━━━━━ SELECTED EXCERPT ━━━━━

Lifeguard (Heather Cameron) is a character, a superhero appearing in American comic books published by Marvel Comics. Created by writer Chris Claremont and artist Salvador Larroca, the character first appeared in X-Treme X-Men #6 (December 2001). She is primarily associated with the X-Men.

Lifeguard is a mutant, gaining whatever superhuman abilities are needed in a life-threatening situation. She and her brother Slipstream were briefly members of the segment of X-Men featured in the series X-Treme X-Men.

Fictional character biography

X-Treme X-Men

Heather and Davis Cameron were a lifeguard and a surfer, respectively, living in Surfers Paradise in Australia. Unbeknownst to them, their father is an underworld crime lord known as Viceroy, and upon his death they were attacked.  Together with Storm and Neal Shaara (the new Thunderbird), they managed to defeat their attackers. Heather discovered she was a mutant with the power to manifest whatever was necessary to save the life of someone in danger around her, including her own.  Her power enabled her to manifest wings, golden armor, the ability to breathe underwater, and many other less noticeable adaptations. Heather soon joined the splinter team of X-Men, and formed a romance with Thunderbird.

During a mission to infiltrate the ship of the intergalactic warlord, Khan, Heather's appearance changes to resemble the alien Shi'ar race, and it was theorized that she and Davis had some Shi'ar heritage. Jean Grey notes that the cranial markings on her head and the crest of feathers she had manifested indicated Heather is of Shi'ar royal ancestry. Also, an entry from Destiny's diary seems to imply that Heather and Davis were "Mothered by War," or Deathbird. The entry shows a picture of Deathbird and some of the X-Treme team. Her brother, unable to see past her new, alien appearance, leaves the team. Lifeguard and Thunderbird travel in search of him.

━━━━━

GIVEN REQUEST A -> According to the Lifeguard article, in which comic book issue did the character first appear?

━━━━━ RECORDS SUPPLIED ━━━━━

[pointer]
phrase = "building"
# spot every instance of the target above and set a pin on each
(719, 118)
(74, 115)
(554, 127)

━━━━━

GIVEN REQUEST B -> Put the labeling entries above into a two-column CSV with the columns request and answer, one row per entry. Enclose each field in quotes and replace any line breaks with spaces.

EXPECTED OUTPUT A -> X-Treme X-Men #6 (December 2001)

EXPECTED OUTPUT B ->
request,answer
"[pointer] phrase = ""building"" # spot every instance of the target above and set a pin on each","(719, 118) (74, 115) (554, 127)"